» Page text:
====
• saw038
    69
    Are we on the verge of World War 3?
    Russia and the United States have been doing a proxy war in Syria for many years.
    Russia backs Assad and America backs the 'moderate' rebels.

    Yesterday, America bombed the Syrian army and killed 62 while injuring 100.

    It was apparently a mistake. But this also comes 5 days into the American-Russian peace treaty.

    There is a lot in this situation and it is very complex.
    1. Who believes that we are on the verge of a massive paradigm shift? (7 votes)
        Yes, there is something significant going on.
        29%
        No, there is nothing that is different than anything else in history.
        71%
  • kenhinds
    16
    my true question on this is kinda simple, yet seen as complex. What you are speaking, is it truth or what the media has told you?
  • saw038
    69
    I mean of course it has been interpreted through some means of media, but I try and inform myself through non-mainstream sources. And this story was portrayed on both platforms. So, I believe this to be true.

    What do you think about the state of the world and the state of the Middle East?
  • kenhinds
    16
    wow great question/response.(and also apologize for non use of grammar). I heard a topic or video that hit me hard the other day, referring to the middle east and possibly refferring to almost anything pertaining to this. If you look at any american movie or story it always depicts a certain idealogical value. Alamo/Braveheart/Avatar...... It is always about the un-understood/minority fighting against the majority. Now dont get me wrong, I am a total non liberal right wing conservative. But the difference with me and the others is maybe a simple ideal. I believe that the idea of socialism and liberalism and whatever the term is nowadays is correct idea. But i am also smart enough to understand as a human society we are not ready and able to use that idea
  • saw038
    69
    I truly respect your passion for uncovering the truth. We live in an age where information is in an abundance, but with that, critical thinking becomes the primary means of interpretation.

    I by no means assert that I have all the answer. I truly do not. I have come to this forum to question other like minded people to help me further my knowledge. I do not know if that is selfish intent or not, but I want to know the truth of the word. I believe everyone has something to offer if you integrate it with an open mind.

    I also believe that though in the past there were many admirable individuals who defended of freedoms ( I have relatives who fought in the Alamo). But, with that being said we live in a new world and I think critical thinking and unity under one cause is what will change the course of history.

    No matter the race, religion, or nationality, we are humans; we are a species an we need to unite and set aside our man-made differences in order to confront the powers that explicitly an implicitly control our lives.
  • kenhinds
    16
    saw038 I love everything you have said. Do you honestly think as a human race that we have in essence evolved to a point of where we can not be racist or have the notion of hate?
====
» Stored items from a collection:

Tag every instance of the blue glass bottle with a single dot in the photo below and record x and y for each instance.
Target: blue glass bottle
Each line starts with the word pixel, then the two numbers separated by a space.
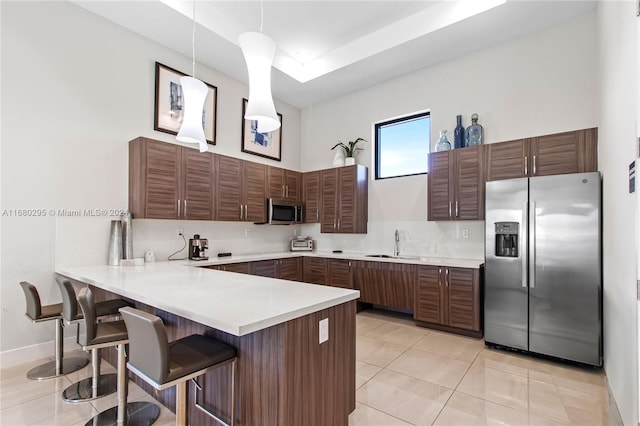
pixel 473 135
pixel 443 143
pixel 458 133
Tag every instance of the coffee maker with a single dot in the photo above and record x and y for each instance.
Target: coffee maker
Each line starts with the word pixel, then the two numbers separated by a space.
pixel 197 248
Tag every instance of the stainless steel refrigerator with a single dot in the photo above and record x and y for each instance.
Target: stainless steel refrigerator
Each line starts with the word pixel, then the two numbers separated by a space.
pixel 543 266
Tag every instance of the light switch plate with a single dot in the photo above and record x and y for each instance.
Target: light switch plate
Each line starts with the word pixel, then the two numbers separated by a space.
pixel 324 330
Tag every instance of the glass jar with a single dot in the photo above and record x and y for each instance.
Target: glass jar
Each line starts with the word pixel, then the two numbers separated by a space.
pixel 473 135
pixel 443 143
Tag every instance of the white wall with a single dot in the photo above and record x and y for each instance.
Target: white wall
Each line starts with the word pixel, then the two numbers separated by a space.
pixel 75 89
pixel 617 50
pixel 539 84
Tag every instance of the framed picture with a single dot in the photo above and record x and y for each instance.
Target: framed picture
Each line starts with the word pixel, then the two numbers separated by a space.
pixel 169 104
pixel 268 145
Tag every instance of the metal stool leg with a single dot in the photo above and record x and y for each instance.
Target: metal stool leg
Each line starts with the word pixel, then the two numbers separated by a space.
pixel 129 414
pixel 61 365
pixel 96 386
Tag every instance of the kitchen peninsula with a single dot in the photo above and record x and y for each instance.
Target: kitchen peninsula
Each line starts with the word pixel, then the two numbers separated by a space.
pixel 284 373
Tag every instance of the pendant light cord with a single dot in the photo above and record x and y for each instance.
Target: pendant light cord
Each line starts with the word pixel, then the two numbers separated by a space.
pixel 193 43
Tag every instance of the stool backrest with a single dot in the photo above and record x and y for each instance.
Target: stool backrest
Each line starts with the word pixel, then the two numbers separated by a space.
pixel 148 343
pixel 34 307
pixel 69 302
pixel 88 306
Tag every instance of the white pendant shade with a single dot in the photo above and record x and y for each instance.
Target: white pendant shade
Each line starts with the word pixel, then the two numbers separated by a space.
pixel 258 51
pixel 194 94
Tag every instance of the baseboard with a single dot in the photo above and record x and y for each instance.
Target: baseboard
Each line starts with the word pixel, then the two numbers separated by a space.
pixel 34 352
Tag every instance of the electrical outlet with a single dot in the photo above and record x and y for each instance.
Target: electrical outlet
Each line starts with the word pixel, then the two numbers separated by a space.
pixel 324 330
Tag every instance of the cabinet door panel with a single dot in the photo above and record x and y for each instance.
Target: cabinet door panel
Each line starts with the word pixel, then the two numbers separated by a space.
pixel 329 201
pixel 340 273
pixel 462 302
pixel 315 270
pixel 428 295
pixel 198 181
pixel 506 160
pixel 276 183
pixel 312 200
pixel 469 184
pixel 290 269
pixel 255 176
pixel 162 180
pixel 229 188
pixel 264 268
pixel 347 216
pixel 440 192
====
» Written exercise 1: According to the forum thread, how many people were killed when America bombed the Syrian army?
» Written exercise 2: Reproduce the forum thread word for word, starting with "I also believe" and going on through "notion of hate?".
The records play no part in what follows.

» Reply 1: The bombing killed 62 people.

» Reply 2:
I also believe that though in the past there were many admirable individuals who defended of freedoms ( I have relatives who fought in the Alamo). But, with that being said we live in a new world and I think critical thinking and unity under one cause is what will change the course of history.

    No matter the race, religion, or nationality, we are humans; we are a species an we need to unite and set aside our man-made differences in order to confront the powers that explicitly an implicitly control our lives.
  • kenhinds
    16
    saw038 I love everything you have said. Do you honestly think as a human race that we have in essence evolved to a point of where we can not be racist or have the notion of hate?